* _INSTRUCTION_
Copy each of the following entries word for word.
--- ENTRIES SUPPLIED ---
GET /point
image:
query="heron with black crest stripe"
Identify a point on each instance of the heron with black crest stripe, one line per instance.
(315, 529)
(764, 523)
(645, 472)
---
* _WORKED SOLUTION_
GET /point
image:
query="heron with black crest stripe"
Identify a point on each instance of the heron with black crest stripe, one line per instance.
(315, 529)
(764, 523)
(645, 472)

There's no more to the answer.